For this exercise, reproduce only the lines from the one holding "Specification: The model inspects the bread" through the final line of the data below, exactly, and omit pictures.

Records contained in a dataset
((
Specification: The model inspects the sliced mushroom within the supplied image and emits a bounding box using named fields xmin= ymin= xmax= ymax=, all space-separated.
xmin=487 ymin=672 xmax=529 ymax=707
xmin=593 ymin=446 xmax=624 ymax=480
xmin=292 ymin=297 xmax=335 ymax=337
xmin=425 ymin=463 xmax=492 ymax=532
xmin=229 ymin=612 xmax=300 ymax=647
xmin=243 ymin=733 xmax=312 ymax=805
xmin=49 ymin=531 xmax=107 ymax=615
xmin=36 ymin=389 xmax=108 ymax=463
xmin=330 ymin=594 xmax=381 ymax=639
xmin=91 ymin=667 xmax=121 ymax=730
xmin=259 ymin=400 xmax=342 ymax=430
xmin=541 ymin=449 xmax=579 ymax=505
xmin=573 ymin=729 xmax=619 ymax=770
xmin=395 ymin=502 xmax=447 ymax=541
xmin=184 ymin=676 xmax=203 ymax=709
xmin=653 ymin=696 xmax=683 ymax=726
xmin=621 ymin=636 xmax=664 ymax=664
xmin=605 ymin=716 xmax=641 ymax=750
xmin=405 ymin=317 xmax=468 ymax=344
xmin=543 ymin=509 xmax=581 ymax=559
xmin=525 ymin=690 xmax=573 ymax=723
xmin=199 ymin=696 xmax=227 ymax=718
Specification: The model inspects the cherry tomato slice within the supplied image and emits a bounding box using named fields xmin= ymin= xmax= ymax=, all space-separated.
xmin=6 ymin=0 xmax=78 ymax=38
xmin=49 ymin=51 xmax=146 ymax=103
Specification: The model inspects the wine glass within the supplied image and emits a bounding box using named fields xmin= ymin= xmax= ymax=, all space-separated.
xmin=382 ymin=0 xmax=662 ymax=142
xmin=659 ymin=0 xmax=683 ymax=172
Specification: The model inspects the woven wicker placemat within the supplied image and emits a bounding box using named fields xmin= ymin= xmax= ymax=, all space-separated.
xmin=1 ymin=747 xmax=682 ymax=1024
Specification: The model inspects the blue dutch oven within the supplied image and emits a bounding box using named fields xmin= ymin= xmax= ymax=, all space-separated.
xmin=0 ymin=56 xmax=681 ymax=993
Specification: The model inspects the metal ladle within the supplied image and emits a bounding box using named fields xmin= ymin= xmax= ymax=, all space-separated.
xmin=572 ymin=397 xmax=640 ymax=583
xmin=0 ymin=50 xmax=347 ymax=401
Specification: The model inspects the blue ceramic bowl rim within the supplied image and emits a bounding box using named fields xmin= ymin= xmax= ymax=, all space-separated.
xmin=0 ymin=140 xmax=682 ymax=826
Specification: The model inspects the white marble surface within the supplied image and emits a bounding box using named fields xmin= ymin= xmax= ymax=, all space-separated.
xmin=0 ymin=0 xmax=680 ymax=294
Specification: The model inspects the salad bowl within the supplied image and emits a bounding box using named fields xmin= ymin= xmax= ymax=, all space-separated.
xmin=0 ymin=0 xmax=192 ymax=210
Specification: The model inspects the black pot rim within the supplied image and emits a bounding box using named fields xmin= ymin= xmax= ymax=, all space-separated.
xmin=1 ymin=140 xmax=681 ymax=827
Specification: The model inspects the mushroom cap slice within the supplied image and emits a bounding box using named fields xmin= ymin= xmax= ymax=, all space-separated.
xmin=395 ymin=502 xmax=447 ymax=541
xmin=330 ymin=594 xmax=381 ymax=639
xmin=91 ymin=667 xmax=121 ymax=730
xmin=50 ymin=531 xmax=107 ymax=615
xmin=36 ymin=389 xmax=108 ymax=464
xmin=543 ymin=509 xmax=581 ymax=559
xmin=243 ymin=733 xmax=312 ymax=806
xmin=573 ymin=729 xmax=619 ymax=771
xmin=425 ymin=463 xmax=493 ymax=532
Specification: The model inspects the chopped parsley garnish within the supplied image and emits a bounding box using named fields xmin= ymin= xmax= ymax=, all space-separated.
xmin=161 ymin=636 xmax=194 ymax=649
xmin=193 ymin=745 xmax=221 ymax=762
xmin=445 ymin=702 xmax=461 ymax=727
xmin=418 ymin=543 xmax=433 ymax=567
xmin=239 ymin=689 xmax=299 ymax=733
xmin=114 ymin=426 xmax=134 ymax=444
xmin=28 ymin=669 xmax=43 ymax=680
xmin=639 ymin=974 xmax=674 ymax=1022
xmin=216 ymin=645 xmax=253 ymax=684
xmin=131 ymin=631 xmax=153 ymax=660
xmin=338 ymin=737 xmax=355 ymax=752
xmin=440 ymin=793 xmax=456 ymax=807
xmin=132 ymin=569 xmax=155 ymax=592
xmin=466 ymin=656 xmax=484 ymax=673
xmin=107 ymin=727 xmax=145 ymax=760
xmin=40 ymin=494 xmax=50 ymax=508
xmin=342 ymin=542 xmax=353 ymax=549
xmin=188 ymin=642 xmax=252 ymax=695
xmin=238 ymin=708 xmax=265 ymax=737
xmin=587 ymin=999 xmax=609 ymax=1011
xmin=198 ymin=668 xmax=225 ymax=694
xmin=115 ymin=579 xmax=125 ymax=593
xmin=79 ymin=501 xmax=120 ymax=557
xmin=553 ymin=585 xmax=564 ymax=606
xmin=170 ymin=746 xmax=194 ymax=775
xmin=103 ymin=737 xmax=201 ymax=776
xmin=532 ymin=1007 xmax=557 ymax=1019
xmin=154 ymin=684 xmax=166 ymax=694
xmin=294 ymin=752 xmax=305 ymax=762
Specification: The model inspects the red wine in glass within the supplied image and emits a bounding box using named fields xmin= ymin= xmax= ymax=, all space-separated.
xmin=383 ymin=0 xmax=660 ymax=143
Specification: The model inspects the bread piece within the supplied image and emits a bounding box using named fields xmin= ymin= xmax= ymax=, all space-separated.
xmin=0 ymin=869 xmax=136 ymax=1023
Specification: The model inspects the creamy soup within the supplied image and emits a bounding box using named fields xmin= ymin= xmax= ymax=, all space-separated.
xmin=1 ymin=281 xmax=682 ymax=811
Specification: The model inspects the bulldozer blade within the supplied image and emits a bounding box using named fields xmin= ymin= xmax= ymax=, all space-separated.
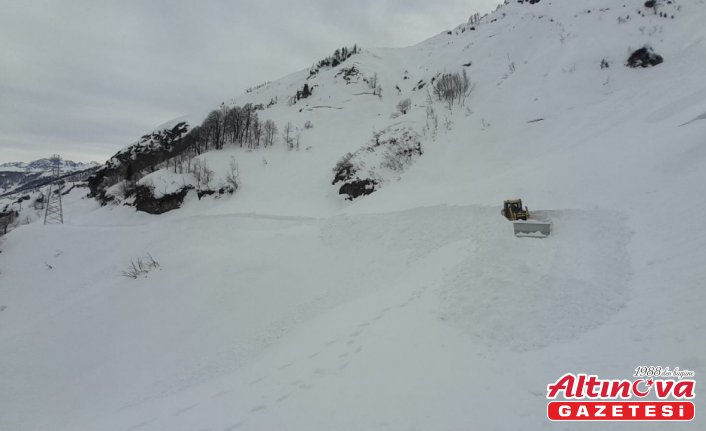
))
Response below -
Specification: The model inspects the bread piece within the supplied image and emits a bounding box using named fields xmin= ymin= xmax= ymax=, all space-separated.
xmin=0 ymin=869 xmax=136 ymax=1023
Specification: The model inspects the creamy soup within the supplied image and emits a bounding box using named fields xmin= ymin= xmax= ymax=, all space-separated.
xmin=1 ymin=281 xmax=682 ymax=811
Specification: The model inspects the bulldozer blade within the supplied image and emits a bounding box using named fields xmin= ymin= xmax= ymax=, all space-separated.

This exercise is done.